Given text –
The number of new medical graduates is a key indicator to assess the number of new entrants into the medical profession who will be available to replace retiring doctors and to respond to any current or future shortages. Numbers in any given year reflects decisions made a few years earlier related to student admissions, either through explicit numerus clausus policies (the setting of quotas on student admissions) or other decision-making processes.
Overall, the number of medical graduates across OECD countries increased by 75% between 2000 and 2023, rising from 93 000 in 2000 to 163 000 in 2023. In 2023, the number of new medical graduates in OECD countries ranged from fewer than 8 per 100 000 population in Israel, Canada, Korea and Japan, to more than 20 per 100 000 in Latvia, Ireland, Lithuania and Denmark (Figure 8.19).

Raw data –
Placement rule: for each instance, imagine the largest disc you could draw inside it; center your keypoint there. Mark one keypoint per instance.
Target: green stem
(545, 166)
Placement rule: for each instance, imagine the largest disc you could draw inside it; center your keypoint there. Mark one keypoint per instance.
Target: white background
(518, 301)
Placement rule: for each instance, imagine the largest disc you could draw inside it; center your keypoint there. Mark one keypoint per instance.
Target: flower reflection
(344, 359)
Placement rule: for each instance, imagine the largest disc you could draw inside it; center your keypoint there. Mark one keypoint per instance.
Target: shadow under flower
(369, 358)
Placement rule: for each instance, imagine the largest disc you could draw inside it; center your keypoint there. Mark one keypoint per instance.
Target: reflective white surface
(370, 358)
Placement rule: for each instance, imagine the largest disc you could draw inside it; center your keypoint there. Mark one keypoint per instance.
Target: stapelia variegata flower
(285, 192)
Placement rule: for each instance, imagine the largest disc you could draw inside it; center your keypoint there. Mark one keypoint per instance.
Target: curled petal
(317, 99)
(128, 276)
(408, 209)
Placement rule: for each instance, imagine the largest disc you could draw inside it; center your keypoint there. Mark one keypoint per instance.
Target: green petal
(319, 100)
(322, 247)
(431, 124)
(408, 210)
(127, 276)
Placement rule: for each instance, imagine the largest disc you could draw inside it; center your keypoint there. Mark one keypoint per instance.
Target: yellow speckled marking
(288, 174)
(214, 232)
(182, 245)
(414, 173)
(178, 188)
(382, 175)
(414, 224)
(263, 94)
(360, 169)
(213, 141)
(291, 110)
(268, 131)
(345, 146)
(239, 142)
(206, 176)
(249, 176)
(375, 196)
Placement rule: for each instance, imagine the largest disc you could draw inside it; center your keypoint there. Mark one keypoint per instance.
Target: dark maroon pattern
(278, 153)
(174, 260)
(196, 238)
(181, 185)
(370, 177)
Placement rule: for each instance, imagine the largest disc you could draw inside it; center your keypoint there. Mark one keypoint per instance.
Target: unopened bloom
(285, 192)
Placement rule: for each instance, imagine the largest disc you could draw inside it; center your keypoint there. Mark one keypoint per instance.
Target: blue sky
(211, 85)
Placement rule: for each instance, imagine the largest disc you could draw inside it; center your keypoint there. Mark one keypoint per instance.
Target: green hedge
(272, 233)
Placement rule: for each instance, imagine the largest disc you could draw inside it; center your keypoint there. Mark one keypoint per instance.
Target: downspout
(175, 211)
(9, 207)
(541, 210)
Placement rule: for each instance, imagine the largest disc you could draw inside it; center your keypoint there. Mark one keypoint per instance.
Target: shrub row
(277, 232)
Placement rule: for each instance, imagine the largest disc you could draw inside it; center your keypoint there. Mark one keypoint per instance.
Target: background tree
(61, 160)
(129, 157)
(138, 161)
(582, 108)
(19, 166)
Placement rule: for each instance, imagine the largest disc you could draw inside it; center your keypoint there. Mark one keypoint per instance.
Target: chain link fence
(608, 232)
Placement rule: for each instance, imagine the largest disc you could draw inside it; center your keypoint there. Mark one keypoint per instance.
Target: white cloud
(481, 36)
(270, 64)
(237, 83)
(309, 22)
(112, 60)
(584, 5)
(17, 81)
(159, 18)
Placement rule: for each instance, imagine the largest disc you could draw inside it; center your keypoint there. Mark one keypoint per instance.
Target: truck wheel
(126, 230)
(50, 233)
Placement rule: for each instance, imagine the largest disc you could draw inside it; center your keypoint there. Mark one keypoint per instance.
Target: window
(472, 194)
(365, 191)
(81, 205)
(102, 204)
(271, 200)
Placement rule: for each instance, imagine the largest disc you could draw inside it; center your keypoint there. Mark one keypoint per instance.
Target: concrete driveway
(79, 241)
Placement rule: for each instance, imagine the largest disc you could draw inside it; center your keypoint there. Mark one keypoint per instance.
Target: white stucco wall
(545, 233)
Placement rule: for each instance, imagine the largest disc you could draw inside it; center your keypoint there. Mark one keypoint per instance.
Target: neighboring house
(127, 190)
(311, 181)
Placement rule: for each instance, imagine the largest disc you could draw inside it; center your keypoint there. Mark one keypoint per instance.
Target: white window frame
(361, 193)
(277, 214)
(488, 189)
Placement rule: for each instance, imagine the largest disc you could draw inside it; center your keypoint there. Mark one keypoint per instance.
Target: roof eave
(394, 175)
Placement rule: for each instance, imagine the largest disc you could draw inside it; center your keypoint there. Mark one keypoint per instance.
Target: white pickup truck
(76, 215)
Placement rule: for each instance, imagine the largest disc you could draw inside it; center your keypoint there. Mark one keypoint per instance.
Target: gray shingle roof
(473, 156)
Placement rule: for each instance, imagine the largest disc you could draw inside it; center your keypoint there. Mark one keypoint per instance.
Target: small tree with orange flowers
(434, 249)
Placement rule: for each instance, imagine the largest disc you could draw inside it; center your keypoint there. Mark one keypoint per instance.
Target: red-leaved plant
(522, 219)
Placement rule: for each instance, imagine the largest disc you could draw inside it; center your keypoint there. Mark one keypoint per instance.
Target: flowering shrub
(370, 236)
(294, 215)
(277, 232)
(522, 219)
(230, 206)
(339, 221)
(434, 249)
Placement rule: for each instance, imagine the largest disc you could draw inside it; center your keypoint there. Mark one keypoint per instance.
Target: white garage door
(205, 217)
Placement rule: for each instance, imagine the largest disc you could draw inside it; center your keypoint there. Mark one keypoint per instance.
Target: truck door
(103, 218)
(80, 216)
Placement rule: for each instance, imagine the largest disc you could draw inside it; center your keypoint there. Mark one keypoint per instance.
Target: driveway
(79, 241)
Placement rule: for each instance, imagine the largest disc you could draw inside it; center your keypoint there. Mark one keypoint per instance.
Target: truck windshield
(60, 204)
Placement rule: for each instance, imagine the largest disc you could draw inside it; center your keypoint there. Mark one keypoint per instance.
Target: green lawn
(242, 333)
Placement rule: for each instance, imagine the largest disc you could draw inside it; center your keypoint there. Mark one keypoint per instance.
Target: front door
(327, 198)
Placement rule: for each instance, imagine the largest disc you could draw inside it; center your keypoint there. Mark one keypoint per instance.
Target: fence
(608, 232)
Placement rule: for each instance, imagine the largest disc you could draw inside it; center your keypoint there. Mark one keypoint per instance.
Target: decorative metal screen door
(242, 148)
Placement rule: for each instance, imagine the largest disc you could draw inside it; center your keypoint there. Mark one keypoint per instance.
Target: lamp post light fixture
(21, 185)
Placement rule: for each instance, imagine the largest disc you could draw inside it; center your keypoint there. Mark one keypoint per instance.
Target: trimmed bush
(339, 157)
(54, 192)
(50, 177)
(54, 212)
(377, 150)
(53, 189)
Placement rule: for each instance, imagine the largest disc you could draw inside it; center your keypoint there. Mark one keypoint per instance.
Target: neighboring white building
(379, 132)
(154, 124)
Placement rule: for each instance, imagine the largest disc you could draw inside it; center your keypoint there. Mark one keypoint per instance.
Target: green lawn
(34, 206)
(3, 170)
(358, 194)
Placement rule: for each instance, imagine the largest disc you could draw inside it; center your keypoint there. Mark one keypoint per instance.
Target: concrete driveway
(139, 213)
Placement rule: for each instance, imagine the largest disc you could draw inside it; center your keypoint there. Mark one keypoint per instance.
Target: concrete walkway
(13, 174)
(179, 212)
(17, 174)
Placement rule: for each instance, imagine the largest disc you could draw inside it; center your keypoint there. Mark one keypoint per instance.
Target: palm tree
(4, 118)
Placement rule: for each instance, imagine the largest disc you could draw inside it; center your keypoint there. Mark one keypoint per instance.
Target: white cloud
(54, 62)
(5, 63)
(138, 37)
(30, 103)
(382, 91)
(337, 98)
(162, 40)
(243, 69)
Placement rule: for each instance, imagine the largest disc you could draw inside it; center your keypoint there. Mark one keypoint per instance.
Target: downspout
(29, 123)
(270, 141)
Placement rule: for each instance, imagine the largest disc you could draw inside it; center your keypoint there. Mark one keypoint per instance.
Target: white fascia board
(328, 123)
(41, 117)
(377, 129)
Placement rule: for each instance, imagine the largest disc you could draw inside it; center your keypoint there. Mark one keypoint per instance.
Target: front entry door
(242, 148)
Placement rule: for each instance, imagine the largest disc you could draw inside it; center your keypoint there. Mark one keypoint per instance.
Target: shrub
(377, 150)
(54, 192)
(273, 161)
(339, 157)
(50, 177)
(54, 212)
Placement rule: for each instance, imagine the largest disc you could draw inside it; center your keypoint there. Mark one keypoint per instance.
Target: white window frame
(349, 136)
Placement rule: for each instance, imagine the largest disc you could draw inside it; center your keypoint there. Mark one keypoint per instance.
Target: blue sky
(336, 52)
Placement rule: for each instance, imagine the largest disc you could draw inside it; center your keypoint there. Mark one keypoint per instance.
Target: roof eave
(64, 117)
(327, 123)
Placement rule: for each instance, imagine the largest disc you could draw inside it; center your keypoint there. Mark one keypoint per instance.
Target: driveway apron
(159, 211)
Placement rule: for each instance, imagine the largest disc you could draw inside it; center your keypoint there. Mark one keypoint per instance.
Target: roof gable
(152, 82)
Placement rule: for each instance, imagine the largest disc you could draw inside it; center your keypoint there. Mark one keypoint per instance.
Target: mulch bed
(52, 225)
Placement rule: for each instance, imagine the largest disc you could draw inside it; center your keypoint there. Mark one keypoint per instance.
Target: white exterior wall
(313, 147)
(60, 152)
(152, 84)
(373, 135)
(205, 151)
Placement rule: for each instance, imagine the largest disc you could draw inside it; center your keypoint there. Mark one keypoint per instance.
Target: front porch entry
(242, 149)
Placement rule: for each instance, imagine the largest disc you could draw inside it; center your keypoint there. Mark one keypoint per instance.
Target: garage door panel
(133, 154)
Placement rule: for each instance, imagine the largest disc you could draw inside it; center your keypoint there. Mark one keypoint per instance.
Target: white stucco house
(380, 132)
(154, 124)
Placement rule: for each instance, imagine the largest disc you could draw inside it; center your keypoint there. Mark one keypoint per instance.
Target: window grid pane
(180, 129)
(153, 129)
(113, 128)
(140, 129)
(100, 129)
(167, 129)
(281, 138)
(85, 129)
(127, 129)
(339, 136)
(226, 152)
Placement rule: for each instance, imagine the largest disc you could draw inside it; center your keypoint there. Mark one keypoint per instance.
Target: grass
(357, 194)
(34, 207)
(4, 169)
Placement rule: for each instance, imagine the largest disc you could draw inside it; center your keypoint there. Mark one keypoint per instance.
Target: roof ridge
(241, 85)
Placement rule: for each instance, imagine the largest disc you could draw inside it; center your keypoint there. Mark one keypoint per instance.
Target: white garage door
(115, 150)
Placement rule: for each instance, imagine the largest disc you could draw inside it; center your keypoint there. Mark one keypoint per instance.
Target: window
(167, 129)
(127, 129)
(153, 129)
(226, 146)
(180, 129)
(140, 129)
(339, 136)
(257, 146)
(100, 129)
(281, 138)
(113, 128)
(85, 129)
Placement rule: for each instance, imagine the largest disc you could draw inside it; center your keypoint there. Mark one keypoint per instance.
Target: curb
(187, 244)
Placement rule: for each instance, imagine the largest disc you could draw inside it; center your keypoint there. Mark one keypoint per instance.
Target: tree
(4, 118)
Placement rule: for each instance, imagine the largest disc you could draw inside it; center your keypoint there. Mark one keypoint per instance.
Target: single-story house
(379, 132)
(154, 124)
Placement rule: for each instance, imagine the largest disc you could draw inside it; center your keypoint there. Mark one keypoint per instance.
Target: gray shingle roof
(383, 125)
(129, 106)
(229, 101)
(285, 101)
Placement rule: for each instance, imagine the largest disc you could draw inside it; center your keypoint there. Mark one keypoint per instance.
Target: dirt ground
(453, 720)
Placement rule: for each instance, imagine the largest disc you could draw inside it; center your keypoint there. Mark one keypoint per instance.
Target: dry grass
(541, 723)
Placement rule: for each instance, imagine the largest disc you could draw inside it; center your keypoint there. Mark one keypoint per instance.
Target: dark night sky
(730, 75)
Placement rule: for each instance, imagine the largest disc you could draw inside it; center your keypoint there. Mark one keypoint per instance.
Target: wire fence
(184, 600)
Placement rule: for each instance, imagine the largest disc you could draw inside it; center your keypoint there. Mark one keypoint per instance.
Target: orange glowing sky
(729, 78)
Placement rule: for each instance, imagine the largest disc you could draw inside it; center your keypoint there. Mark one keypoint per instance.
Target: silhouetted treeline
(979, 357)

Task directions –
Can you reproduce word for word the part of the text on new medical graduates that starts with "Overall, the number" and goes on through "Denmark (Figure 8.19)."?

Task answer –
Overall, the number of medical graduates across OECD countries increased by 75% between 2000 and 2023, rising from 93 000 in 2000 to 163 000 in 2023. In 2023, the number of new medical graduates in OECD countries ranged from fewer than 8 per 100 000 population in Israel, Canada, Korea and Japan, to more than 20 per 100 000 in Latvia, Ireland, Lithuania and Denmark (Figure 8.19).